- **Exercise aim**
How many lines in the listing below contain the word "shirt"? Reply with the number alone.

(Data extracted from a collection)
## start

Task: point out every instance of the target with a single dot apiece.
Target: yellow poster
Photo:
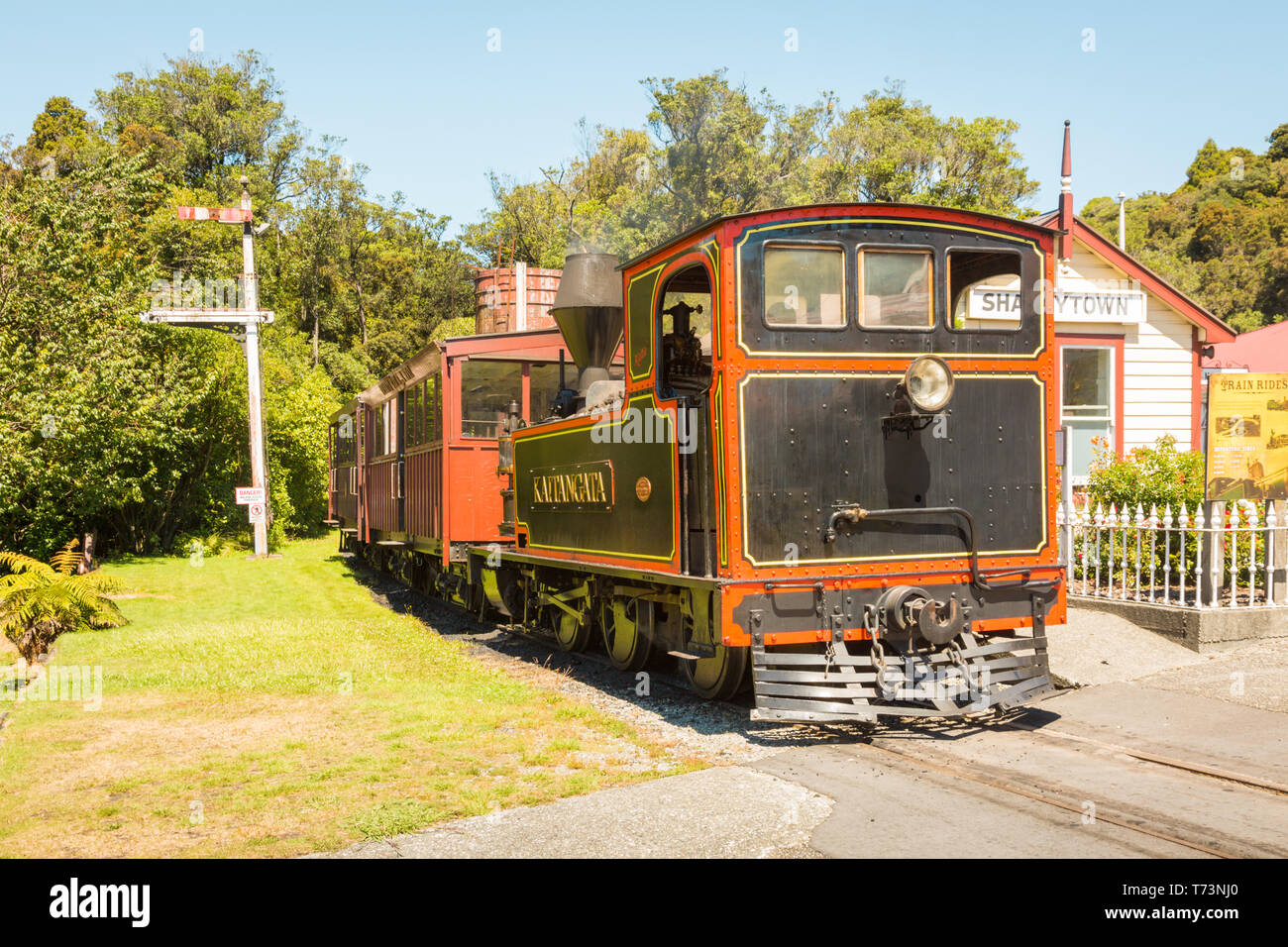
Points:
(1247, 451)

## end
## start

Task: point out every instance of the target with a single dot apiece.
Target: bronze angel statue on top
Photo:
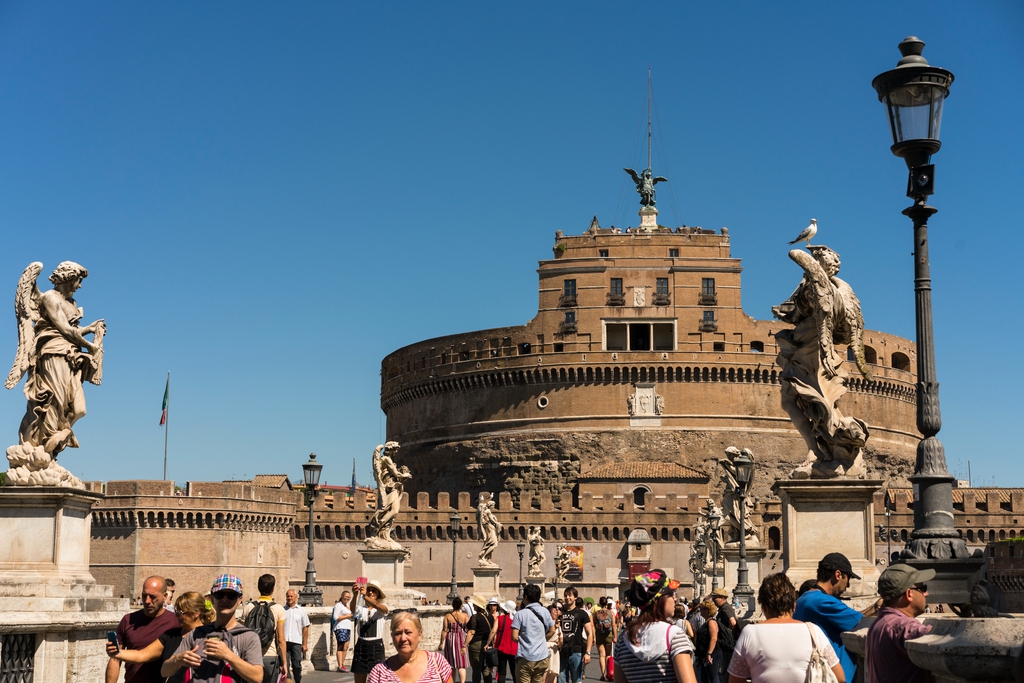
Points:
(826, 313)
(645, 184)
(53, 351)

## end
## start

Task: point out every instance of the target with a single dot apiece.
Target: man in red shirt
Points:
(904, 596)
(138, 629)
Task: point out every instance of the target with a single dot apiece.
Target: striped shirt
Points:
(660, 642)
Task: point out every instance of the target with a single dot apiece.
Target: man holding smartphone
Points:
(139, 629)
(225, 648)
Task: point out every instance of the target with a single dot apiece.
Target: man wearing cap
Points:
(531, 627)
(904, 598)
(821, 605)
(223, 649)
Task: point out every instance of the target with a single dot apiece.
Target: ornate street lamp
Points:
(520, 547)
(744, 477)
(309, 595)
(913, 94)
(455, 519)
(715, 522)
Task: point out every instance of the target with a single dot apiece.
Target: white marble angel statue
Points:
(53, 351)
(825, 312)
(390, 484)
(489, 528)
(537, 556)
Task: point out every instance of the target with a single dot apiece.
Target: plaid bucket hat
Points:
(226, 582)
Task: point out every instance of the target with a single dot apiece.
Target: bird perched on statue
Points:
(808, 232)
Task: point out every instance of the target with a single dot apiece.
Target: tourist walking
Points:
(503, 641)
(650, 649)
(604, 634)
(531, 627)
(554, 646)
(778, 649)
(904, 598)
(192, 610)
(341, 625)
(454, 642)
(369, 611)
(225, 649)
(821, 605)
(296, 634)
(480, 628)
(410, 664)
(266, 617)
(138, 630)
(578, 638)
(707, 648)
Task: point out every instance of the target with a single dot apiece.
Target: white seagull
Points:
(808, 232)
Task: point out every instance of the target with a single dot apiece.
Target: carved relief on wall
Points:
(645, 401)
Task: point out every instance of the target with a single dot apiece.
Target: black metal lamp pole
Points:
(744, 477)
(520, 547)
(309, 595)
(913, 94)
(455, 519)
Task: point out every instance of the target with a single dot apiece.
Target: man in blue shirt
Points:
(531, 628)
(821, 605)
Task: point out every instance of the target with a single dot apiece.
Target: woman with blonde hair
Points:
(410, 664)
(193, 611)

## end

- **Exercise result**
3